### Passage shown
────────

CorrDetail: Visual Detail Enhanced Self-Correction for Face Forgery Detection

Authors: Binjia Zhou, Hengrui Lou, Lizhe Chen, Haoyuan Li, Dawei Luo, Shuai Chen, Jie Lei, Zunlei Feng, Yijun Bei

Published: 2025-07-07 06:29:57+00:00

AI Summary

CorrDetail, a visual detail enhanced self-correction framework, improves face forgery detection by rectifying authentic forgery details using error-guided questioning and incorporating a visual fine-grained detail enhancement module. This approach achieves state-of-the-art performance and provides accurate identification of forged details.

Abstract

With the swift progression of image generation technology, the widespread emergence of facial deepfakes poses significant challenges to the field of security, thus amplifying the urgent need for effective deepfake detection.Existing techniques for face forgery detection can broadly be categorized into two primary groups: visual-based methods and multimodal approaches. The former often lacks clear explanations for forgery details, while the latter, which merges visual and linguistic modalities, is more prone to the issue of hallucinations.To address these shortcomings, we introduce a visual detail enhanced self-correction framework, designated CorrDetail, for interpretable face forgery detection. CorrDetail is meticulously designed to rectify authentic forgery details when provided with error-guided questioning, with the aim of fostering the ability to uncover forgery details rather than yielding hallucinated responses. Additionally, to bolster the reliability of its findings, a visual fine-grained detail enhancement module is incorporated, supplying CorrDetail with more precise visual forgery details. Ultimately, a fusion decision strategy is devised to further augment the model's discriminative capacity in handling extreme samples, through the integration of visual information compensation and model bias reduction.Experimental results demonstrate that CorrDetail not only achieves state-of-the-art performance compared to the latest methodologies but also excels in accurately identifying forged details, all while exhibiting robust generalization capabilities.

────────

### Data supplied
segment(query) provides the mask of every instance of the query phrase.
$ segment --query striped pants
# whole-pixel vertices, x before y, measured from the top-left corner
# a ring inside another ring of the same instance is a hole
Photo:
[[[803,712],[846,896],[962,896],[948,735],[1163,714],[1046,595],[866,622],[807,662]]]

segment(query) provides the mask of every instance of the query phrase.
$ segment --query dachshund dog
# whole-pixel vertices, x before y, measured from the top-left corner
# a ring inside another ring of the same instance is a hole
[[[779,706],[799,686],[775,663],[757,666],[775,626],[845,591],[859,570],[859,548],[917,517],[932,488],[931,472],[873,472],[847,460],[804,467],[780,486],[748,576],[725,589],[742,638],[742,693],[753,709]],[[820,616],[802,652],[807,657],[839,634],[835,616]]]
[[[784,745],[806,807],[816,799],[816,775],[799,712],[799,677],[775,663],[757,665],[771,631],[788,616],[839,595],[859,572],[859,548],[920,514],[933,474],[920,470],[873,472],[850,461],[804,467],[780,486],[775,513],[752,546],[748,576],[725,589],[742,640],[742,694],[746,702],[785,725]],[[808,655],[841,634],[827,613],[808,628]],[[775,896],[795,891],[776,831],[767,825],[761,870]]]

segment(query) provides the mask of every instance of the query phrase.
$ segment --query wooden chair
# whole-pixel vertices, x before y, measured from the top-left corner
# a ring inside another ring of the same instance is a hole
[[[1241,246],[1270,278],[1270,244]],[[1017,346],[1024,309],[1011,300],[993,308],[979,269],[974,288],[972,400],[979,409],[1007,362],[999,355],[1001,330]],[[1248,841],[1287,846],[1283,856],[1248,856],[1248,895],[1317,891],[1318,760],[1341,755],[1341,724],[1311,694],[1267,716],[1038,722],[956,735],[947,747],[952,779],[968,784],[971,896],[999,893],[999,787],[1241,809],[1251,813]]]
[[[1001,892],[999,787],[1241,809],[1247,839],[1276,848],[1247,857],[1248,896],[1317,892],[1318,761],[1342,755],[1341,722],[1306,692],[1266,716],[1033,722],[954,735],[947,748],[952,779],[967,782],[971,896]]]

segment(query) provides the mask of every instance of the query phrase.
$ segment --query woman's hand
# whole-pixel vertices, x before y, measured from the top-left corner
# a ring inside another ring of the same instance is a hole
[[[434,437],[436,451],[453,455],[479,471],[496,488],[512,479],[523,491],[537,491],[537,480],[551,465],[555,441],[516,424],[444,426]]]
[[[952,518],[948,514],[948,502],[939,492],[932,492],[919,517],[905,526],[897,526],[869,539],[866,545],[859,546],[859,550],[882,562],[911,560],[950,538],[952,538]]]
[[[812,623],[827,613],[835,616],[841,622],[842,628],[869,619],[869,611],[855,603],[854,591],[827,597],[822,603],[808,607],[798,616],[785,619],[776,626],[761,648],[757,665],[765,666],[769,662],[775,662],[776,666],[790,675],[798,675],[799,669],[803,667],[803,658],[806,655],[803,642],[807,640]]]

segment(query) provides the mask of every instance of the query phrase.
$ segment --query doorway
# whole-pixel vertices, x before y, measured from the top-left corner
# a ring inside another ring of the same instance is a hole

────────

### Set of tasks
**1)** According to the CorrDetail page, what are the two primary groups into which existing face forgery detection techniques fall?
**2)** Resume the CorrDetail page on face forgery detection, picking up right after its final sentence.

### Answers for this exercise
**1)** Visual-based methods and multimodal approaches.

**2)**
Key findings
CorrDetail achieves state-of-the-art performance on several benchmark datasets, exceeding existing methods in accuracy and generalization. The method effectively identifies forged details and shows robustness against various forgery techniques. Ablation studies confirm the effectiveness of each module in the proposed framework.
Approach
CorrDetail uses a self-correction visual question answering (SCVQA) strategy to train a visual language model (VLM). It incorporates a cross-model forgery detail enhancement module to provide precise visual cues and a fusion decision strategy to improve handling of extreme samples.
Datasets
FF++, CelebDF, WildDeepfake (WDF), DeepForensics-1.0 (DFR), DeepFaceGen, and a new SCVQA dataset created by the authors based on FF++
Model(s)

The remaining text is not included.